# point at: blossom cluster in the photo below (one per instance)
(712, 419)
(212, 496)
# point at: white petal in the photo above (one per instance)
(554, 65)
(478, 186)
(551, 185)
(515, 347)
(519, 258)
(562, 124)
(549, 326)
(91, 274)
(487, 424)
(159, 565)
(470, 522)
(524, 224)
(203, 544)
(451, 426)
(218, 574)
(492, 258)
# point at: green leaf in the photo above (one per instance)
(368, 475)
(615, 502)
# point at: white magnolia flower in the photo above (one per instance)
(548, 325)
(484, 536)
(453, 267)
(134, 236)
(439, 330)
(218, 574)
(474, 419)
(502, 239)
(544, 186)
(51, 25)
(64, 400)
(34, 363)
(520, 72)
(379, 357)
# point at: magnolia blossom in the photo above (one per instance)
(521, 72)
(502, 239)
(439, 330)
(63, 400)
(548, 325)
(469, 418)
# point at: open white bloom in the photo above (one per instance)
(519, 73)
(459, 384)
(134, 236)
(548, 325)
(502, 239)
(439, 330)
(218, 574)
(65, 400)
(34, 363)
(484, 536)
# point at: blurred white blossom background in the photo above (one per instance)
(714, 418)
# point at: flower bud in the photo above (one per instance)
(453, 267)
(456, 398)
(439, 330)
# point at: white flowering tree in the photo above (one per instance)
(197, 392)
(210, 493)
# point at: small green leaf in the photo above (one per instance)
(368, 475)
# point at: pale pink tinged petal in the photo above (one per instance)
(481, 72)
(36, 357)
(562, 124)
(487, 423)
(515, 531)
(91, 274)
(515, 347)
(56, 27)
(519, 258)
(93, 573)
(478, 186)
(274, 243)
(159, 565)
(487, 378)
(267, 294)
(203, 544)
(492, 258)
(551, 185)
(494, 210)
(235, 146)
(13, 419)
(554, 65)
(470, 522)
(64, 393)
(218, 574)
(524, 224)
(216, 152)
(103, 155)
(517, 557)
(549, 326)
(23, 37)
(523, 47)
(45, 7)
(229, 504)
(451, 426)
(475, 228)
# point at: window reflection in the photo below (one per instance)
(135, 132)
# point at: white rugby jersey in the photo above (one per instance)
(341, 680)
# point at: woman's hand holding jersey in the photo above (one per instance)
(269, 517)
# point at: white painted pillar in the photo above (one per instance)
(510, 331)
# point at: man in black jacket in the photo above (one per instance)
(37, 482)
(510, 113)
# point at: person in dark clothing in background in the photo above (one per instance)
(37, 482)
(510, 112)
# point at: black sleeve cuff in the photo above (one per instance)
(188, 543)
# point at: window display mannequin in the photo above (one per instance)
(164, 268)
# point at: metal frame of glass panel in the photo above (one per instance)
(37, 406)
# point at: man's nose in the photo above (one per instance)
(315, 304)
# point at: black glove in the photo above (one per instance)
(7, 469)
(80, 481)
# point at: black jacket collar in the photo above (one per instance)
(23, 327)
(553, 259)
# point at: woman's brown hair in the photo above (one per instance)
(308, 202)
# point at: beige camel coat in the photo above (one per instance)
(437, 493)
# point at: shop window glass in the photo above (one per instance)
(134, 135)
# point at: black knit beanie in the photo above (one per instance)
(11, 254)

## Your objective
Would you retype the listing above in full, exactly as it reads?

## Exercise answer
# point at: blossom cluster in the photo below (one per instance)
(712, 419)
(212, 496)
# point at: white petal in the photo above (one per instance)
(554, 65)
(478, 186)
(551, 185)
(515, 347)
(519, 258)
(562, 124)
(549, 326)
(91, 274)
(487, 424)
(159, 565)
(470, 522)
(524, 224)
(203, 544)
(451, 426)
(218, 574)
(492, 258)
# point at: green leaf in the photo above (one per instance)
(368, 475)
(615, 502)
# point at: white magnolia flower in the photo above (one per instance)
(548, 325)
(484, 536)
(453, 267)
(134, 236)
(439, 330)
(218, 574)
(474, 419)
(502, 239)
(544, 186)
(51, 25)
(64, 400)
(34, 363)
(520, 72)
(379, 357)
# point at: magnolia blossom in the photo above (one per instance)
(521, 72)
(502, 239)
(439, 330)
(63, 400)
(548, 325)
(469, 418)
# point at: open white bloom in the photo above (one per instance)
(519, 73)
(459, 384)
(134, 236)
(548, 325)
(502, 239)
(439, 330)
(218, 574)
(65, 400)
(34, 363)
(484, 536)
# point at: blurred white blossom background in the photo above (one per instance)
(714, 418)
# point at: flower bud in the photo above (one per instance)
(453, 267)
(456, 398)
(439, 330)
# point at: white flowering tree in the photo above (one per instance)
(197, 392)
(210, 493)
# point at: small green leaf in the photo above (one per instance)
(368, 475)
# point at: pale pink tinged petal in the photo above (one per instance)
(481, 72)
(36, 357)
(562, 124)
(487, 423)
(515, 531)
(91, 274)
(515, 347)
(56, 27)
(519, 258)
(93, 573)
(478, 186)
(274, 243)
(159, 565)
(487, 378)
(267, 294)
(203, 544)
(492, 258)
(551, 185)
(494, 210)
(235, 146)
(13, 419)
(554, 65)
(470, 522)
(64, 393)
(218, 574)
(524, 224)
(216, 152)
(103, 155)
(517, 557)
(549, 326)
(23, 37)
(523, 47)
(45, 7)
(229, 504)
(451, 426)
(475, 228)
# point at: window reflection in the photo below (one per instance)
(135, 132)
# point at: white rugby jersey in the photo above (one per instance)
(341, 680)
# point at: woman's hand holding jersey in the photo above (one per instance)
(269, 517)
# point at: white painted pillar in the photo above (one per instance)
(510, 331)
# point at: man in black jacket in the photo above (one per instance)
(37, 482)
(510, 113)
# point at: person in dark clothing in background in the photo above (one per instance)
(37, 482)
(510, 112)
# point at: black sleeve cuff in the photo above (one per instance)
(188, 543)
# point at: window display mannequin in the photo above (one per instance)
(164, 268)
# point at: metal frame of glass panel in the photo above (one per instance)
(37, 406)
# point at: man's nose in the photo above (one per instance)
(315, 304)
# point at: black glove in the photo above (one per instance)
(7, 469)
(80, 481)
# point at: black jacket collar in the photo above (one per instance)
(23, 327)
(553, 259)
# point at: woman's brown hair in the photo above (one per instance)
(308, 202)
# point at: beige camel coat in the photo above (one per instance)
(437, 493)
# point at: shop window glass in the photo above (one per instance)
(134, 135)
# point at: black knit beanie in the photo above (one per instance)
(11, 254)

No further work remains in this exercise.